> [Исходный фрагмент]:
Первая книжка Павла Кодочигова «Я работаю в редакции» (сборник рассказов) вышла в 1960 году в Тюменском издательстве. В основу сборника легли подлинные события, сам автор был их очевидцем, они потрясали, о них невозможно было молчать.
Но это был лишь дальний подступ к военной теме, первая проба.
В 1964 году в том же издательстве вышла вторая — совершенно неожиданная по жанру книга даже для самого автора «Первый поцелуй» — сборник юмористических рассказов.
Наконец в 1973 году в шестом номере «Урала» опубликована первая документальная повесть «Здравствуй, Марта!» — о новгородской комсомолке-подпольщице, латышке по национальности, Марте Лаубе. Эта повесть была переиздана в сборнике «Рассказы о храбрых» и получила множество читательских откликов. В ней уже появилась та основная черта, которая будет характерна для всех последующих книг П. Кодочигова — выверенная, строгая достоверность фактов, пульсирующая живой болью и радостью за подвиги своих героев органическая авторская причастность к каждому событию, каждой утрате и победе.
На многочисленных встречах и беседах с читателями нередко звучит вопрос — почему автор так долго не обращался к фронтовой теме. А он не хотел, не мог вспоминать, рассказывать о войне. Еще не дошла до глубины души надежная тишина мира, еще кровоточили фронтовые раны — и в прямом, и в переносном смысле. Не хотела мириться душа с потерей друзей, с навязанной нам бойней.
И в той, самой первой своей книжке он позволил себе всего один военный рассказ — «Солдаты клянутся».
Иное, неведомое доселе чувство овладевало душой, возвращало память к пройденным фронтовым дорогам — чувство долга перед людьми. Перед живыми и павшими однополчанами, перед теми, кто не дождался с войны своих близких, перед юными, которые не видели военного пекла, но так или иначе разделили горечь утрат, познали безотцовщину, голод, бытовые нехватки. Они должны знать, как это было. Пусть об этом уже написано много книг, созданы фильмы, пьесы. Но именно об этих, конкретных, реальных людях, с которыми рядом шел в атаки, которых хоронил или помогал выносить из-под огня. Так рассказать может только непосредственный очевидец и участник, только он — Павел Кодочигов.

> [Исходные данные]:
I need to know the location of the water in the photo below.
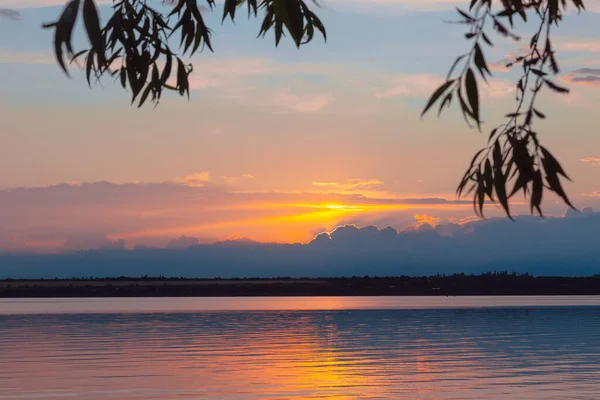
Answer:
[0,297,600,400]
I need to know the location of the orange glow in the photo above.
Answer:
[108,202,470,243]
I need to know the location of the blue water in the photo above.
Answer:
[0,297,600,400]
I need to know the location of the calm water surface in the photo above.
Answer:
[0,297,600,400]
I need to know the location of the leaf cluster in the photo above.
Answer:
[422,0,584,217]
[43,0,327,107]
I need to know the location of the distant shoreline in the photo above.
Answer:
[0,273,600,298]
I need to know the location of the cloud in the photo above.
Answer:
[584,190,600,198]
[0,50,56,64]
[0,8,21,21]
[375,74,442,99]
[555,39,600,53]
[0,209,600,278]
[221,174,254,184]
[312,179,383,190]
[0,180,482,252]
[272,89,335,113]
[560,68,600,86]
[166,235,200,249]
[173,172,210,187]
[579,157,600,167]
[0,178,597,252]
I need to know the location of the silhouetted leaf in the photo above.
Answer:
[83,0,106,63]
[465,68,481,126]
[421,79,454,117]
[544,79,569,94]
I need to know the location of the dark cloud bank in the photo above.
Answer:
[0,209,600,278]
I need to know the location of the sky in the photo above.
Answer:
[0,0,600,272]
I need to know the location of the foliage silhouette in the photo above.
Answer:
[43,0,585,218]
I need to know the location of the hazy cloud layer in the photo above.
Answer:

--

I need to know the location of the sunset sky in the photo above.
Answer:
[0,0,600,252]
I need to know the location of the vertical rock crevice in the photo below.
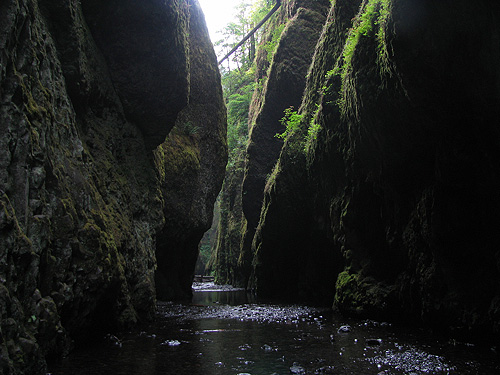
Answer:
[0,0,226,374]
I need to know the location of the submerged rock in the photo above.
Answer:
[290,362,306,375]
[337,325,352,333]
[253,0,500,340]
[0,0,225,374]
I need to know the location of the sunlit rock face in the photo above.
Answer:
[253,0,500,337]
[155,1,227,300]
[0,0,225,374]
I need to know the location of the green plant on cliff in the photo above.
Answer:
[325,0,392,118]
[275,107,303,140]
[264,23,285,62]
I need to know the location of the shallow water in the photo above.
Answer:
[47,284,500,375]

* * *

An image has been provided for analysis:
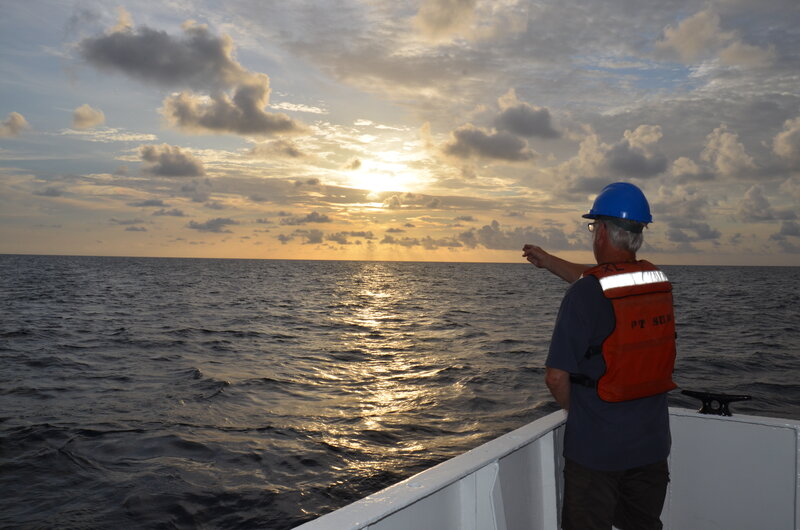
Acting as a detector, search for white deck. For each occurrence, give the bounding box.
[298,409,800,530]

> [Задания]:
[1] Ответьте на вопросы по фрагменту о творчестве Павла Кодочигова.
(a) В каком году и в каком издательстве вышла его первая книжка?
(b) В каком номере журнала «Урал» и в каком году опубликована повесть «Здравствуй, Марта!»?
(c) Какой военный рассказ автор включил в свою самую первую книжку?
[2] Приведите продолжение фрагмента о творчестве Павла Кодочигова, начав сразу после его последнего предложения.

> [Ответы]:
[1]
(a) В 1960 году, в Тюменском издательстве.
(b) В шестом номере за 1973 год.
(c) «Солдаты клянутся».

[2]
Его вдруг неудержимо потянуло взглянуть на те места, где воевал. Была зима 1961 года. Холодная. Его отговаривали: надо ехать летом. Но все уже было решено. Поехал сразу, взяв отпуск без содержания. Новгород... Вместо развалин и вправду увидел «Новый Город» — восстановленный. «Когда въезжал в улицы на автобусе, сердце колотилось до дурноты... Больше всего потрясли группы мирно играющих ребятишек — санки, горки... Как ни в чем не бывало стоят школы, детсадики... Не ожидал, насколько это пронзительно — дети на месте боев и кровавой каши...—с волнением вспоминает автор.— В ту поездку на всю жизнь «заболел» Новгородом. Ездил туда летом 63-го года, 64-го. На машине. Поэтому не торопясь и часто уставая от воспоминаний, облазил все места, где наступали и стояли в обороне. Тогда захотелось написать что-то о событиях на Волхове...»
В 1966 году П. Кодочигов переезжает в Новгород. Начал основательно собирать материал, искал людей, беседовал. И туг неожиданно «наткнулся» на историю Марты. Ее жизнь, ее подвиг были настолько необычны, что надолго увели автора от главной темы. И все свое вдохновение и силы он переключил на повесть «Здравствуй, Марта!»
С выходом этой повести у П. Кодочигова завязалась постоянная переписка с ребятами 4-й новгородской школы, где училась Марта и где уже около двадцати лет существует отряд имени Марты Лаубе. Создана дружина в средней школе литовского города Мажейкян, где юная патриотка была казнена фашистами. С дружиной тоже идет переписка.
С 1970 года Павел Ефимович живет в Свердловске. Здесь он узнает о подвиге уральских комсомолок под Ленинградом и тут же начинает тщательно собирать материал. Он ездит по области — в Серов, Краснотурьинск, Алапаевск, Ревду, Реж, Асбест... Затем — в Ленинград. И снова — в Новгород. Ведь для фронтовика места долгих и трудных боев становятся как бы второй родиной. Тяга к тем местам постоянна и неодолима.